_Source data_
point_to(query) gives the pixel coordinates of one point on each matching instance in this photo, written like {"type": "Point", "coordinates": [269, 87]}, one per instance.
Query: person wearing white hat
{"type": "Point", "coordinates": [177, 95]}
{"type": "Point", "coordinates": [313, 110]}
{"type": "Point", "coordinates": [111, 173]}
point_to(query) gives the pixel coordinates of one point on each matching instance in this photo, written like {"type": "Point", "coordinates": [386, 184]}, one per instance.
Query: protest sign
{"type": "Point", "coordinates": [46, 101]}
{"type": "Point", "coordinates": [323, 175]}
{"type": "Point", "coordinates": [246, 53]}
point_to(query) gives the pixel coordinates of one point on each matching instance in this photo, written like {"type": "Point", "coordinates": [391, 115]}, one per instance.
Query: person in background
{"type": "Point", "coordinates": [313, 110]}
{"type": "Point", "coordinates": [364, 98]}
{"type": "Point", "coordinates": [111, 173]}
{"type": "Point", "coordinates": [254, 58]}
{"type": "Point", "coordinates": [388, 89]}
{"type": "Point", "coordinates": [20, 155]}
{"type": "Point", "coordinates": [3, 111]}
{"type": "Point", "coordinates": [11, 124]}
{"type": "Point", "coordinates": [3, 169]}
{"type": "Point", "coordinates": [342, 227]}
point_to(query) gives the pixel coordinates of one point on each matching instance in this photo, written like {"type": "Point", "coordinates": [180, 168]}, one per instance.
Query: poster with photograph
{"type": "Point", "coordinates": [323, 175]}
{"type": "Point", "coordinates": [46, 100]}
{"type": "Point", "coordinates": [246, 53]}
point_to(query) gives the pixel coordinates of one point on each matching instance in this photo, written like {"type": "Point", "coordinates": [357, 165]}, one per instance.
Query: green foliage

_Your instructions_
Repeat back the listing above exactly, including every line.

_Solution for this exercise_
point_to(query) gives the pixel coordinates of one point on each matching instance in this photo, written like {"type": "Point", "coordinates": [269, 87]}, one per instance.
Query: person wearing white hat
{"type": "Point", "coordinates": [177, 95]}
{"type": "Point", "coordinates": [313, 110]}
{"type": "Point", "coordinates": [111, 173]}
point_to(query) gives the pixel coordinates of one point on each matching instance in this photo, written like {"type": "Point", "coordinates": [386, 184]}, one per instance.
Query: protest sign
{"type": "Point", "coordinates": [46, 101]}
{"type": "Point", "coordinates": [323, 175]}
{"type": "Point", "coordinates": [246, 53]}
point_to(query) gives the pixel coordinates of one point on each matching instance in this photo, written like {"type": "Point", "coordinates": [391, 115]}, one per instance.
Query: person in background
{"type": "Point", "coordinates": [313, 110]}
{"type": "Point", "coordinates": [364, 98]}
{"type": "Point", "coordinates": [111, 173]}
{"type": "Point", "coordinates": [254, 58]}
{"type": "Point", "coordinates": [388, 89]}
{"type": "Point", "coordinates": [20, 155]}
{"type": "Point", "coordinates": [3, 111]}
{"type": "Point", "coordinates": [11, 124]}
{"type": "Point", "coordinates": [3, 169]}
{"type": "Point", "coordinates": [342, 227]}
point_to(query) gives the pixel coordinates of one point on each matching instance in this photo, written like {"type": "Point", "coordinates": [180, 168]}, one per instance.
Query: poster with photograph
{"type": "Point", "coordinates": [323, 175]}
{"type": "Point", "coordinates": [46, 100]}
{"type": "Point", "coordinates": [246, 53]}
point_to(query) gives the pixel coordinates of one point on each matching instance in this photo, written like {"type": "Point", "coordinates": [357, 165]}, one per instance.
Query: green foliage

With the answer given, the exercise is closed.